GOAL
Write out each line of the listing as it stands, without the images.

TASK INPUT
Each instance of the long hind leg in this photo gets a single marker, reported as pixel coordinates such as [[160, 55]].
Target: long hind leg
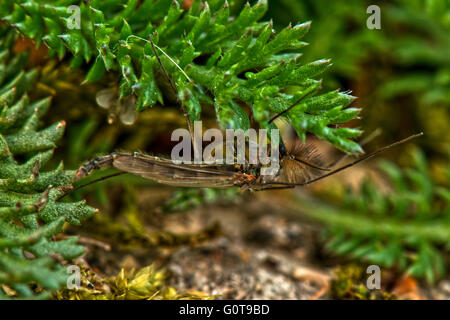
[[95, 164]]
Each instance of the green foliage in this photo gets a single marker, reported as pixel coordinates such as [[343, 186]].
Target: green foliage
[[147, 283], [233, 63], [30, 214], [407, 227], [350, 284], [400, 72]]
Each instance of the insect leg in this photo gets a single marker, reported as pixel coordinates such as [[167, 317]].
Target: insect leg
[[172, 85], [366, 157], [363, 142], [97, 163]]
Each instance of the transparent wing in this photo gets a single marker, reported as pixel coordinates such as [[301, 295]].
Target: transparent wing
[[181, 175]]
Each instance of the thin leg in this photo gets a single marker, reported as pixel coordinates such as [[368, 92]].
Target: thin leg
[[366, 157], [363, 142], [172, 85]]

WORKED ANSWER
Each instance of the long hind leg in this photo gets a single marker, reported as pixel coordinates such as [[160, 55]].
Target: long hind leg
[[95, 164]]
Each instance of the green foliage in this photo gets a single marker, reported as pixel coordinates such as [[343, 186]].
Target: green foliage
[[147, 283], [233, 63], [30, 214], [407, 227], [350, 284], [400, 72]]
Each instance of the insect leg in this photo gets a single marker, reported as pixel coordinates such as [[167, 317]].
Target: insect leg
[[172, 85], [366, 157], [363, 142], [97, 163]]
Each instance of the transparent wing in this photo gets a single marker, reported as pixel coordinates such as [[301, 295]].
Target: transparent wing
[[181, 175]]
Each instance of the thin leg in this photo gets a single marker, reported as pixel coordinates such as [[368, 92]].
Target: thin leg
[[366, 157], [363, 142], [172, 85]]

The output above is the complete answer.